# Aufgabe 1
Entscheide für jede Aussage, ob sie mit der Auswahl übereinstimmt, und antworte jeweils mit Ja oder Nein samt den ausschlaggebenden Worten der Auswahl als wörtlichem Zitat. (a) Dmitri Peskow äußerte sich am Sonnabend. (b) Der Vertreter des Weißen Hauses legte Beweise für seine Behauptung vor. (c) Putin gewährte Snowden den Flüchtlingsstatus ohne zeitliche Begrenzung.
# Aufgabe 2
Zähle sämtliche Personen auf, die in der Auswahl namentlich genannt werden.

# Auswahl

##########

Für den Kreml ist der Flüchtling Snowden ein politisches Pfund, das man wie einen Augapfel hütet. Und der Kreml macht eine klare Ansage, dass Snowden mit einer Ausreise zu einer Zeugen-Aussage in Deutschland seinen Status als politischer Flüchtling in Russland verliert. Der ehemalige NSA-Mitarbeiter könne sich als politischer Flüchtling in Moskau aber treffen, "mit wem er wolle", erklärte der Pressesprecher des russischen Präsidenten, Dmitri Peskow, am Sonnabend. Nur werde man dem ehemaligen NSA-Mitarbeiter "nicht erlauben, den USA zu schaden". Dies war die Bedingung von Wladimir Putin, als er dem Whistleblower im August den auf ein Jahr begrenzten Status eines Flüchtlings gewährte.

Bereits am Freitag hatte die Nachrichtenagentur Interfax unter Berufung auf einen namentlich nicht genannten russischen Experten berichtet, Snowden könne anstatt nach Deutschland auszureisen eine Delegation der deutschen Staatsanwaltschaft in Moskau empfangen oder Fragen der deutschen Ermittler schriftlich beantworten.

Neue Vorwürfe der US-Adminstration

"Es ist offensichtlich, dass die Tätigkeit von Herrn Snowden in Moskau den nationalen Interessen der USA schadet", erklärte am Sonnabend ein namentlich nicht genannter hochgestellter Vertreter des Weißen Hauses gegenüber der Moskauer Zeitung Kommersant . Snowden spreche den Zeitpunkt der Veröffentlichung von Materialien mit westlichen Medien ab, behauptete der Vertreter des Weißen Hauses, legte aber keine Beweise vor.

Der Pressesprecher des russischen Präsidenten, Dmitri Peskow, widersprach dem Vorwurf. "Die Materialien werden nicht aus Russland verbreitet." Snowden habe bereits mehrmals erklärt, dass er sein gesamtes Archiv in Hongkong westlichen Journalisten übergeben hat und selbst keinen Zugang mehr zu dem Archiv mit Geheimdokumenten habe.

Auch der russische Ministerpräsident Dmitri Medwedew meldete sich zu den neuesten Enthüllungen des Whistleblowers zu Wort. Der Premier erklärte, es sei unvermeidlich, dass Geheimdienst abhören. Er sei aber nicht davon überzeugt, dass das in einer derart "zynischen Weise" geschehen müsse. Dass abgehörte Politiker "gekränkt" seien, könne er "verstehen". Sicher gäbe es Wege um das Problem mit dem Abhören zu lösen. Aber Erklärungen wie: "Wir werden nicht weiter versuchen, sie abzuhören", werde Niemand Glauben schenken.

##########

# Erfasste Daten

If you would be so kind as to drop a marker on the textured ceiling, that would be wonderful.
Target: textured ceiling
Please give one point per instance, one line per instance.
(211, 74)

##########

# Ergebnis 1
(a) Ja: „erklärte der Pressesprecher des russischen Präsidenten, Dmitri Peskow, am Sonnabend“
(b) Nein: „legte aber keine Beweise vor“
(c) Nein: „den auf ein Jahr begrenzten Status eines Flüchtlings gewährte“

# Ergebnis 2
Snowden, Dmitri Peskow, Wladimir Putin, Dmitri Medwedew